Text:
......
Chapter 1 Subconstituent Algebra of a Graph

Wednesday, January 20, 1993

A graph (undirected, without loops or multiple edges) is a pair $\Gamma = (X, E)$, where

$$\begin{eqnarray*} X &=& \textrm{finite set (of vertices)}\\ E &=& \textrm{set of (distinct) 2-element subsets of }X \textrm{ (= edges of ) }\Gamma. \end{eqnarray*}$$

The vertices $x$ and $y\in X$ are adjacent if and only if $xy\in E$.

Example 1.1 Let $\Gamma$ be a graph. $X = \{a, b, c, d\}$, $E = \{ab, ac, bc, bd\}$.

Set $n = |X|$, the order of $\Gamma$.

Pick a field $K$ ($=\mathbb{R}$ or $\mathbb{C}$). Then $\mathrm{Mat}_X(K)$ denotes the $K$ algebra of all $n\times n$ matrices with entries in $K$. (rows and columns are indexed by $X$)

Adjacency matrix $A\in \mathrm{Mat}_X(K)$ is defined by $$\begin{align} A_{xy} & = \left\{\begin{array}{cl} 1 & \textrm{ if } \; xy\in E,\\ 0 & \textrm{ else.} \end{array}\right. \end{align}$$

Example 1.2 Let $a, b, c, d$ be labels of rows and columns. Then $$A = \begin{matrix} \\ a\\ b\\c\\d\end{matrix}\begin{matrix}\begin{matrix} a & b & c & d \end{matrix}\\\begin{pmatrix} 0 & 1 & 1 & 0 \\ 1 & 0 & 1 & 1 \\ 1 & 1 & 0 & 0 \\ 0 & 1 & 0 & 0 \end{pmatrix}\end{matrix}$$

The subalgebra $M$ of $\mathrm{Mat}_X(K)$ generated by $A$ is called the Bose-Mesner algebra of $\Gamma$.
......
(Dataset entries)
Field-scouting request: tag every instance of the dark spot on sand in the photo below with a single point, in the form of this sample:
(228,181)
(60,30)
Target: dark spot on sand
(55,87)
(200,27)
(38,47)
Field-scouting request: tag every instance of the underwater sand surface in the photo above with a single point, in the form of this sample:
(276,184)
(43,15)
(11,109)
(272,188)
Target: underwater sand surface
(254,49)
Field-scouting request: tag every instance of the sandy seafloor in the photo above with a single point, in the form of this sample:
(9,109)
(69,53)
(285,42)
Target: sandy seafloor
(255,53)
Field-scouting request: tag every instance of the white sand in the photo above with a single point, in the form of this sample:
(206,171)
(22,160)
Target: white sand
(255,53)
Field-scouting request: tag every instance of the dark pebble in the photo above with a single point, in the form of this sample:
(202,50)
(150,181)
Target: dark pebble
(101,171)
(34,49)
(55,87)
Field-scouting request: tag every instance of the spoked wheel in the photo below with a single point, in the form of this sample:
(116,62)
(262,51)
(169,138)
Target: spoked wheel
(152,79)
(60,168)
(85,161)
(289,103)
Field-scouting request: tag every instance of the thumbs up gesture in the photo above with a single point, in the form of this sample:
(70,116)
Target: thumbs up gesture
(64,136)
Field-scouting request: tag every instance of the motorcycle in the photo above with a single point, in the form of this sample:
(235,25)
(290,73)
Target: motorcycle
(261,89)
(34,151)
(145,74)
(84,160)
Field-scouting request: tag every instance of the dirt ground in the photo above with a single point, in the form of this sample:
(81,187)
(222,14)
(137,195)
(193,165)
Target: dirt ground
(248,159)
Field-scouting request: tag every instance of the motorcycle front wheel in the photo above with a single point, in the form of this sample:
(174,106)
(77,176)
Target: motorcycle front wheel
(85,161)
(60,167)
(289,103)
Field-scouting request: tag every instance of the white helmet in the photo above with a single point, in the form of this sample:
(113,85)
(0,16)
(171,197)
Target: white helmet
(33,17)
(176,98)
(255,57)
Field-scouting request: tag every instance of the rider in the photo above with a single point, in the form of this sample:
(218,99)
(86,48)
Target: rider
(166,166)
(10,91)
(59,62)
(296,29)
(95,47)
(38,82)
......
Required task 1: In the graph notes, what name is given to the subalgebra of $\mathrm{Mat}_X(K)$ generated by the adjacency matrix?
Required task 2: Please write out the part of the graph notes that begins at the words "A graph (undirected, without" and stops after "order of $\Gamma$.".
These entries were drawn from a separate source.

Correct answer 1: The Bose-Mesner algebra of $\Gamma$.

Correct answer 2:
A graph (undirected, without loops or multiple edges) is a pair $\Gamma = (X, E)$, where

$$\begin{eqnarray*} X &=& \textrm{finite set (of vertices)}\\ E &=& \textrm{set of (distinct) 2-element subsets of }X \textrm{ (= edges of ) }\Gamma. \end{eqnarray*}$$

The vertices $x$ and $y\in X$ are adjacent if and only if $xy\in E$.

Example 1.1 Let $\Gamma$ be a graph. $X = \{a, b, c, d\}$, $E = \{ab, ac, bc, bd\}$.

Set $n = |X|$, the order of $\Gamma$.